§ **Exercise goal**: Reproduce verbatim everything in the records from the line containing "handle in the given photograph." down to the line containing "[469,137,484,148]", including both of those lines.

§ **Input**:

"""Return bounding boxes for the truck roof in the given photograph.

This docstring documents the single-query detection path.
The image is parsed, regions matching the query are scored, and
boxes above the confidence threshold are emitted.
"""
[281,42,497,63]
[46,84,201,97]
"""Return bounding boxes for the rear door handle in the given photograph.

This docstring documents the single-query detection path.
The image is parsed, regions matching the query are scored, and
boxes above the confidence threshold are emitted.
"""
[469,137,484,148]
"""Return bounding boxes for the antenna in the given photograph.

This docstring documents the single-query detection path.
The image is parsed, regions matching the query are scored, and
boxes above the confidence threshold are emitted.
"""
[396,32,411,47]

§ **Task answer**:
"""Return bounding boxes for the rear door handle in the given photograph.

This docstring documents the single-query detection path.
The image is parsed, regions matching the query are scored, and
boxes above the confidence threshold are emitted.
"""
[469,137,484,148]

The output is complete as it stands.